TASK PROMPT: All lines in the material below that contain "snow" should be located and copied.

RECORDS SHOWN:
---*---

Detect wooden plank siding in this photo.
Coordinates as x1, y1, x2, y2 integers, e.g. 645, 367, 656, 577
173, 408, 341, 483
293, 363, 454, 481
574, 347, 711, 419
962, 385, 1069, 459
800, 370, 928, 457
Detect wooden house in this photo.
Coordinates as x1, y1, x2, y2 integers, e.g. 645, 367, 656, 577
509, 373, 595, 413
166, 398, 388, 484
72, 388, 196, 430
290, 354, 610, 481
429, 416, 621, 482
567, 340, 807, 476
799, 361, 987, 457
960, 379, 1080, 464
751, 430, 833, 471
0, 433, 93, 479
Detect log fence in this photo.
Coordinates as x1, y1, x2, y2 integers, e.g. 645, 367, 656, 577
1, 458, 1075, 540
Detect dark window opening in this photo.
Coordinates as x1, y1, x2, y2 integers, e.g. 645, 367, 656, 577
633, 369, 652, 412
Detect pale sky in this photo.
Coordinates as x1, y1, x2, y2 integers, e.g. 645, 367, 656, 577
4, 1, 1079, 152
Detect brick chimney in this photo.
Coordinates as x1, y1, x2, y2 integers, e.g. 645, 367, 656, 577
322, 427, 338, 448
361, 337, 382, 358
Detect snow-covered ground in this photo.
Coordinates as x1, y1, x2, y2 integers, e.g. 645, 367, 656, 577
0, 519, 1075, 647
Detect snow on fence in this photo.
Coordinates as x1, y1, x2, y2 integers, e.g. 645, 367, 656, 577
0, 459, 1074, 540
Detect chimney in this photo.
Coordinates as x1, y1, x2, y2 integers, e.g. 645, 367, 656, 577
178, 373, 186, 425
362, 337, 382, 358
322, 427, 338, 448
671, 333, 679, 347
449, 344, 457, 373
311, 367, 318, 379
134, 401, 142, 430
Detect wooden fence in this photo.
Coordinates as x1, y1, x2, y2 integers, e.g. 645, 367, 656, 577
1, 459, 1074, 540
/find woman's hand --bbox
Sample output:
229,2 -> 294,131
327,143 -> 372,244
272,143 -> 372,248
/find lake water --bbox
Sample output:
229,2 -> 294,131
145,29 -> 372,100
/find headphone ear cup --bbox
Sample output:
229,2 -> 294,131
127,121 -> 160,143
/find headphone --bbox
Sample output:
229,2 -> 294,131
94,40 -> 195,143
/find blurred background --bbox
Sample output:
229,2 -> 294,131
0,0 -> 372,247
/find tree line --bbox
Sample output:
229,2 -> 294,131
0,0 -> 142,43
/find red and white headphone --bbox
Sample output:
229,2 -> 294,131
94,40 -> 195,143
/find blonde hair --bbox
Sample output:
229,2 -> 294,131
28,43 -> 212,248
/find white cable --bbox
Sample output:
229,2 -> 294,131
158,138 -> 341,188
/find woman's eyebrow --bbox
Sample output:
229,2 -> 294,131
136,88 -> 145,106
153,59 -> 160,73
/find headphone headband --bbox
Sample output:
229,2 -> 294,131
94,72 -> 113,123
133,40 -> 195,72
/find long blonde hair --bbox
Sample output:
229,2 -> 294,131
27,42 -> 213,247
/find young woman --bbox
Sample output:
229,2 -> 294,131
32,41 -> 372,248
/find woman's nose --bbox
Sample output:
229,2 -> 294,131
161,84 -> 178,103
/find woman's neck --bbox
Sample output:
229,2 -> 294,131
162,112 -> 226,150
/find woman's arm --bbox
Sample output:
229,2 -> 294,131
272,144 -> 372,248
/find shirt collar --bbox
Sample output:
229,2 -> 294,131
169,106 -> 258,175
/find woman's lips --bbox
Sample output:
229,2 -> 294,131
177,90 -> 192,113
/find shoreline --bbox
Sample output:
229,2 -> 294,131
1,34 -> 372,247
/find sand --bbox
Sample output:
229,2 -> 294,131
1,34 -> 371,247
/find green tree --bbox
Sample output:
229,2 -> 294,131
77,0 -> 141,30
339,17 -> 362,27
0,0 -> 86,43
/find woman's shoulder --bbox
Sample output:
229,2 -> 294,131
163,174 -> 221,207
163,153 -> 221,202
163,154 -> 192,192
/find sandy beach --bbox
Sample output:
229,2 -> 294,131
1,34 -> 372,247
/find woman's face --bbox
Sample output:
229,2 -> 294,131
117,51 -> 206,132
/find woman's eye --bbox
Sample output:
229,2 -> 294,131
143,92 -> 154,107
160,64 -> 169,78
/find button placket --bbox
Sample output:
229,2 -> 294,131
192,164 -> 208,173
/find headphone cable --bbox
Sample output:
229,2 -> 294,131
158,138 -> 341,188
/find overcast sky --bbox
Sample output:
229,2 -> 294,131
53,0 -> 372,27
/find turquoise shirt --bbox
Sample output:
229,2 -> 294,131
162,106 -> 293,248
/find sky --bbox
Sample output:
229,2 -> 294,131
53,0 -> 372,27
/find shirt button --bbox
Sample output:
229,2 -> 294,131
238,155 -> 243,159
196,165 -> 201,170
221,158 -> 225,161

---*---

ANSWER TO THIS EXERCISE:
Detect snow-covered ground in this photo.
Detect snow on fence in this photo.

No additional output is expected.